[GOAL OF THE EXERCISE] Please rewrite the items below with every "bounding box" changed to "rectangular frame" and nothing else altered. Leave the pictures out of your version.

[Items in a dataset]
::::
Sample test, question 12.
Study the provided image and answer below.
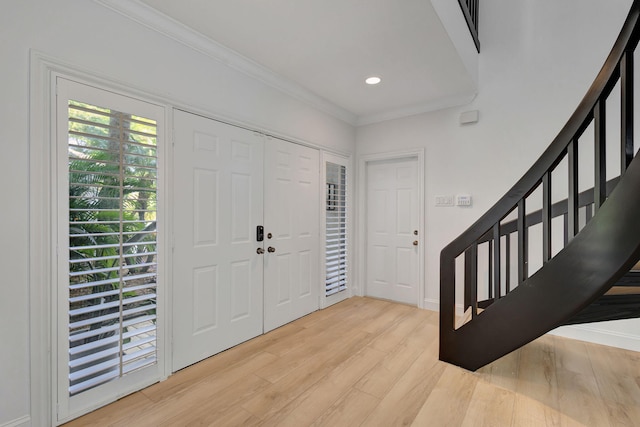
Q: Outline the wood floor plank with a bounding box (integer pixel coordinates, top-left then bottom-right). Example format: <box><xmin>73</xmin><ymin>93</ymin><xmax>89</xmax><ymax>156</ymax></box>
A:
<box><xmin>586</xmin><ymin>344</ymin><xmax>640</xmax><ymax>426</ymax></box>
<box><xmin>554</xmin><ymin>339</ymin><xmax>610</xmax><ymax>426</ymax></box>
<box><xmin>478</xmin><ymin>349</ymin><xmax>520</xmax><ymax>391</ymax></box>
<box><xmin>355</xmin><ymin>317</ymin><xmax>437</xmax><ymax>399</ymax></box>
<box><xmin>362</xmin><ymin>346</ymin><xmax>447</xmax><ymax>427</ymax></box>
<box><xmin>311</xmin><ymin>388</ymin><xmax>380</xmax><ymax>427</ymax></box>
<box><xmin>260</xmin><ymin>346</ymin><xmax>386</xmax><ymax>427</ymax></box>
<box><xmin>242</xmin><ymin>330</ymin><xmax>371</xmax><ymax>420</ymax></box>
<box><xmin>460</xmin><ymin>379</ymin><xmax>516</xmax><ymax>427</ymax></box>
<box><xmin>412</xmin><ymin>362</ymin><xmax>478</xmax><ymax>426</ymax></box>
<box><xmin>62</xmin><ymin>297</ymin><xmax>640</xmax><ymax>427</ymax></box>
<box><xmin>371</xmin><ymin>310</ymin><xmax>432</xmax><ymax>353</ymax></box>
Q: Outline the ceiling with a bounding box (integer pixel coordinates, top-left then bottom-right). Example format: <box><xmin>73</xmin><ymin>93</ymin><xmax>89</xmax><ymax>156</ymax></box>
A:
<box><xmin>132</xmin><ymin>0</ymin><xmax>475</xmax><ymax>124</ymax></box>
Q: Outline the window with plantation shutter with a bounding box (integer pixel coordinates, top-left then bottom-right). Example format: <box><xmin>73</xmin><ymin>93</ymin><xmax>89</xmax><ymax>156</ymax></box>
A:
<box><xmin>325</xmin><ymin>162</ymin><xmax>347</xmax><ymax>297</ymax></box>
<box><xmin>67</xmin><ymin>100</ymin><xmax>158</xmax><ymax>396</ymax></box>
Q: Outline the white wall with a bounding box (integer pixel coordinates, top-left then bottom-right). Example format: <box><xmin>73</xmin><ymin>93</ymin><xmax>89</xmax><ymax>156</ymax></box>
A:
<box><xmin>0</xmin><ymin>0</ymin><xmax>355</xmax><ymax>426</ymax></box>
<box><xmin>356</xmin><ymin>0</ymin><xmax>640</xmax><ymax>350</ymax></box>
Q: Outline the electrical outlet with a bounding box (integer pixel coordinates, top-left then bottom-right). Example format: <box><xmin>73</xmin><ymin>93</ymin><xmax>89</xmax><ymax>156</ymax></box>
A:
<box><xmin>436</xmin><ymin>196</ymin><xmax>455</xmax><ymax>206</ymax></box>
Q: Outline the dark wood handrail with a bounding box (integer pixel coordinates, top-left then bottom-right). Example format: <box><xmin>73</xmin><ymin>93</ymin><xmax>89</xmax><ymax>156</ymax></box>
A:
<box><xmin>440</xmin><ymin>0</ymin><xmax>640</xmax><ymax>369</ymax></box>
<box><xmin>458</xmin><ymin>0</ymin><xmax>480</xmax><ymax>53</ymax></box>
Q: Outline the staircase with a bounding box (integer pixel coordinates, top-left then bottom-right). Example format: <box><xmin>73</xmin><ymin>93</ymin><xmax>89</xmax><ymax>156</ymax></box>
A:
<box><xmin>440</xmin><ymin>0</ymin><xmax>640</xmax><ymax>370</ymax></box>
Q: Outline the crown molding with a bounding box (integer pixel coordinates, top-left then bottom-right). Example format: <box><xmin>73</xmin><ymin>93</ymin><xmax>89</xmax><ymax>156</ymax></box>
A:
<box><xmin>94</xmin><ymin>0</ymin><xmax>357</xmax><ymax>125</ymax></box>
<box><xmin>355</xmin><ymin>92</ymin><xmax>477</xmax><ymax>126</ymax></box>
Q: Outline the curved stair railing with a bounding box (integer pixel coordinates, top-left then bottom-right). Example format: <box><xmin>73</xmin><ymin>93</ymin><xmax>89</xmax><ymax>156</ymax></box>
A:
<box><xmin>440</xmin><ymin>0</ymin><xmax>640</xmax><ymax>370</ymax></box>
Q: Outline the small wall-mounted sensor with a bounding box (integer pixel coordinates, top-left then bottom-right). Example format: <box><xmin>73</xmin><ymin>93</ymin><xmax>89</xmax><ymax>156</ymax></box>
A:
<box><xmin>460</xmin><ymin>110</ymin><xmax>479</xmax><ymax>125</ymax></box>
<box><xmin>456</xmin><ymin>194</ymin><xmax>471</xmax><ymax>206</ymax></box>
::::
[FULL ANSWER]
Sample test, question 12.
Study the provided image and answer below.
Q: Outline the wood floor plank with a rectangular frame (integer pixel coordinates, top-left then bottom-right). Example format: <box><xmin>73</xmin><ymin>93</ymin><xmax>89</xmax><ymax>156</ymax></box>
A:
<box><xmin>586</xmin><ymin>344</ymin><xmax>640</xmax><ymax>426</ymax></box>
<box><xmin>554</xmin><ymin>339</ymin><xmax>610</xmax><ymax>426</ymax></box>
<box><xmin>478</xmin><ymin>349</ymin><xmax>520</xmax><ymax>391</ymax></box>
<box><xmin>355</xmin><ymin>317</ymin><xmax>437</xmax><ymax>399</ymax></box>
<box><xmin>362</xmin><ymin>346</ymin><xmax>447</xmax><ymax>427</ymax></box>
<box><xmin>311</xmin><ymin>388</ymin><xmax>380</xmax><ymax>427</ymax></box>
<box><xmin>260</xmin><ymin>346</ymin><xmax>386</xmax><ymax>427</ymax></box>
<box><xmin>242</xmin><ymin>330</ymin><xmax>371</xmax><ymax>420</ymax></box>
<box><xmin>460</xmin><ymin>379</ymin><xmax>516</xmax><ymax>427</ymax></box>
<box><xmin>412</xmin><ymin>362</ymin><xmax>478</xmax><ymax>426</ymax></box>
<box><xmin>62</xmin><ymin>297</ymin><xmax>640</xmax><ymax>427</ymax></box>
<box><xmin>371</xmin><ymin>310</ymin><xmax>432</xmax><ymax>353</ymax></box>
Q: Outline the ceiling with a rectangular frame (integer pixel coordinates, top-left then bottom-right). Example format: <box><xmin>73</xmin><ymin>93</ymin><xmax>89</xmax><ymax>156</ymax></box>
A:
<box><xmin>132</xmin><ymin>0</ymin><xmax>475</xmax><ymax>124</ymax></box>
Q: Outline the window with plantation shutter with a rectangular frame (integer pixel coordinates, top-left then bottom-right). Example format: <box><xmin>73</xmin><ymin>93</ymin><xmax>89</xmax><ymax>156</ymax></box>
A:
<box><xmin>325</xmin><ymin>162</ymin><xmax>347</xmax><ymax>297</ymax></box>
<box><xmin>67</xmin><ymin>100</ymin><xmax>158</xmax><ymax>396</ymax></box>
Q: Outline the white wall with a rectangular frame (integer pixel coordinates, top-left then bottom-right). Example format: <box><xmin>73</xmin><ymin>93</ymin><xmax>89</xmax><ymax>156</ymax></box>
A:
<box><xmin>0</xmin><ymin>0</ymin><xmax>355</xmax><ymax>426</ymax></box>
<box><xmin>356</xmin><ymin>0</ymin><xmax>640</xmax><ymax>350</ymax></box>
Q: Outline the electrical outlet with a rectangular frame (integer pixel coordinates, top-left then bottom-right). Example format: <box><xmin>73</xmin><ymin>93</ymin><xmax>89</xmax><ymax>156</ymax></box>
A:
<box><xmin>436</xmin><ymin>196</ymin><xmax>455</xmax><ymax>206</ymax></box>
Q: Outline the dark wood handrail with a rectangular frame (integer pixel coordinates, top-left then bottom-right). Example format: <box><xmin>73</xmin><ymin>93</ymin><xmax>89</xmax><ymax>156</ymax></box>
A:
<box><xmin>440</xmin><ymin>0</ymin><xmax>640</xmax><ymax>369</ymax></box>
<box><xmin>458</xmin><ymin>0</ymin><xmax>480</xmax><ymax>53</ymax></box>
Q: Outline the staircase with a rectangular frame (integer pixel coordinates, top-left then bottom-right). Example format: <box><xmin>73</xmin><ymin>93</ymin><xmax>89</xmax><ymax>156</ymax></box>
A:
<box><xmin>440</xmin><ymin>0</ymin><xmax>640</xmax><ymax>370</ymax></box>
Q: Outline the crown molding with a rectangular frame (integer pixel coordinates, top-left then bottom-right). Example format: <box><xmin>73</xmin><ymin>93</ymin><xmax>89</xmax><ymax>156</ymax></box>
A:
<box><xmin>94</xmin><ymin>0</ymin><xmax>357</xmax><ymax>125</ymax></box>
<box><xmin>355</xmin><ymin>92</ymin><xmax>477</xmax><ymax>126</ymax></box>
Q: Outline the curved stair railing with a rectangular frame (integer pixel coordinates, top-left then bottom-right). Example format: <box><xmin>73</xmin><ymin>93</ymin><xmax>89</xmax><ymax>156</ymax></box>
A:
<box><xmin>440</xmin><ymin>0</ymin><xmax>640</xmax><ymax>370</ymax></box>
Q: Outline the small wall-mounted sensor with a rectangular frame (integer pixel coordinates, top-left then bottom-right). Example format: <box><xmin>73</xmin><ymin>93</ymin><xmax>89</xmax><ymax>156</ymax></box>
A:
<box><xmin>460</xmin><ymin>110</ymin><xmax>479</xmax><ymax>125</ymax></box>
<box><xmin>456</xmin><ymin>194</ymin><xmax>471</xmax><ymax>206</ymax></box>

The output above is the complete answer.